## Consigne A:
Selon le texte sur Charles Ateba Eyene, de quel village vient-il ?
## Consigne B:
Prolongez le texte sur Charles Ateba Eyene en reprenant juste après sa dernière phrase.

## Texte fourni:
CHARLES ATEBA EYENE : La guerre d’usure d’un recalé du Parti-Etat

Charles Ateba Eyene:Camer.beCHARLES ATEBA EYENE est de ces phénomènes de l’agora national que nombre d’observateurs tenaient encore jusqu’à une période très récente, pour une figure publique sans véritable envergure. Il appartenait au décor sans peser réellement. Il était de mode de le présenter comme une création ou alors une créature du système partie de la médiocrité pour s’arrêter à la suffisance. Ses apparitions au petit d’écran dégageaient quelque chose qui frise la vacuité. Sa parole n’était pas du domaine de la transgression. Elle correspondait à quelque chose qui est omniprésent dans le discours <<des appareils idéologiques d’Etat>>(Althusser ) :le goût pour la formule convenue. Ce qu’il racontait à ceux souffraient de l’entendre ne dépassait jamais le catéchisme habituel du RDPC, ce floraison de trivialités qu’on fait réciter aux néo-convertis et qu’on retrouve chez les plus anciens du parti sous le mode d’une pensée formatée, d’une liturgie prête à l’emploi.

Et pourtant quelque chose est entrain de ce produire sous le regard médusé de plusieurs d’entrée nous. ATEBA EYENE est désormais propulsé au devant de la scène où il apparait désormais comme l’un de ceux qui déterminent les thèmes du débat intellectuel. Qu’est qui s’est passé ?

Certaines personnes voient dans la médiatisation accrue du personnage un symptôme de la médiocrité de notre époque ; un trait de la vulgarité du Cameroun politique ; la preuve palpable de la déflagration spéléologique du pays…Son sort dans la presse n’est pas des plus gais. Il est constamment livré à l’échafaud médiatique devant un public qui applaudit. C’est vrai l’homme est suffisamment détesté et même un peu trop de notre avis. L’évocation de son nom n’est pas de bon goût dans les <<ghettos du gotha>>. A son apparition les vigiles et porte-serviettes se précipitent pour lui demander de montrer patte blanche. Le monde du savoir ne brille non plus par une grande sympathie à son égard. Son arrivée dans le landerneau académique a suscité une grogne retentissante. On a mis en doute le sérieux de son parcours, ses parchemins ont été estampillés suspects. Et pourtant l’écrivain tonitruant originaire du village BIKOKA, arrondissement de Lolodorf est bel et bien titulaire d’un troisième cycle en communication politique et achève une thèse de

Doctorat/Ph.D sous la direction du Pr Michel Tjade Eoné. Lorsqu’il veut monter l’escalier du parti, il se heurte à la gérontocratie.

## Liste des items:

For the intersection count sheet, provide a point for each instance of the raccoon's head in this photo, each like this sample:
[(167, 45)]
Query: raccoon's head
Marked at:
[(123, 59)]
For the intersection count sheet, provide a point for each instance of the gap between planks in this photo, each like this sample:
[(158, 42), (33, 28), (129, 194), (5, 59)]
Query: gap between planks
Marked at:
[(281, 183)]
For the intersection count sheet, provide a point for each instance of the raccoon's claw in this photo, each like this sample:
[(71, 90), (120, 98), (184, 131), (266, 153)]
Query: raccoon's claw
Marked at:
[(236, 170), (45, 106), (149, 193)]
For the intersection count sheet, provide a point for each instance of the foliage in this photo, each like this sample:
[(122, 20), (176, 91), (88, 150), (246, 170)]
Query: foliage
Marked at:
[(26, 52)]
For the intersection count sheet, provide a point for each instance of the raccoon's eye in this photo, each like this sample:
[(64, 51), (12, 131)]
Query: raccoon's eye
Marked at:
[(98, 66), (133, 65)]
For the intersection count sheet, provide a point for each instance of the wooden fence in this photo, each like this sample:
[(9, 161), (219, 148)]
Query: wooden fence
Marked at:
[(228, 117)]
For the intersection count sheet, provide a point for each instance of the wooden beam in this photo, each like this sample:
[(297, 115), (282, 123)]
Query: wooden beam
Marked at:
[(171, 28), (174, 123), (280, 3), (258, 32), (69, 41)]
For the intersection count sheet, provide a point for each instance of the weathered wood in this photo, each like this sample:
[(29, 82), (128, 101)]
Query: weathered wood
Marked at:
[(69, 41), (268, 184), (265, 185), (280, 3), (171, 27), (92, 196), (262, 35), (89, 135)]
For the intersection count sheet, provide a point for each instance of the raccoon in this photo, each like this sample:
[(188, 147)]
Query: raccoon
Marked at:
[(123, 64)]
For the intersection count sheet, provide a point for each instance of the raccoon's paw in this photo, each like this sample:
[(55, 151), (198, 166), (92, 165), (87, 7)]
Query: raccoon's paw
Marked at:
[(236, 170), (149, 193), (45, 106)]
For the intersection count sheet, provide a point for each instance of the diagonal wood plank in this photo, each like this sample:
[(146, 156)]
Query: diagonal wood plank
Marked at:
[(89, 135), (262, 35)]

## Réponse attendue A:
Il vient du village Bikoka, dans l'arrondissement de Lolodorf.

## Réponse attendue B:
En lisant la succession des articles le concernant(critiques pour la plupart)nous sommes arrivés à l’idée suivante :lorsqu’un individu est attaqué de manière aussi systématique, c’est qu’il dit des choses vraisemblables, c’est qu’il s’attaque à des institutions malfaisantes. Nous n’allons donc pas rejoindre la meute organisée sous la traque d’individu. Nous essayerons plutôt en restant objectif le mieux possible de passer sa pensée au scanner en distinguant dans celle-ci le vrai du faux.

Charles Ateba Eyene est de ces dévots du parti-Etat qui estiment avoir beaucoup donné en termes de militantisme et n’avoir pas reçu en retour la juste récompense de leurs efforts. Ils ont engagé un combat que certains mettront sur le registre de la vengeance et d’autres vont considérer comme un coup de force pour se faire une place dans le marché de la redistribution. Ce combat consiste à frapper très violemment sur les élites .Charles Ateba Eyene s’y emploie dans deux textes qui seront commentés ci-dessous. Ce combat sera leur dernière carte en ces temps crépusculaire où le commentaire de science politique voit dans la moindre dissonance au cœur du système le signe d’une fin de règne.

C’est pourquoi nous nommons ce combat : la guerre d’usure.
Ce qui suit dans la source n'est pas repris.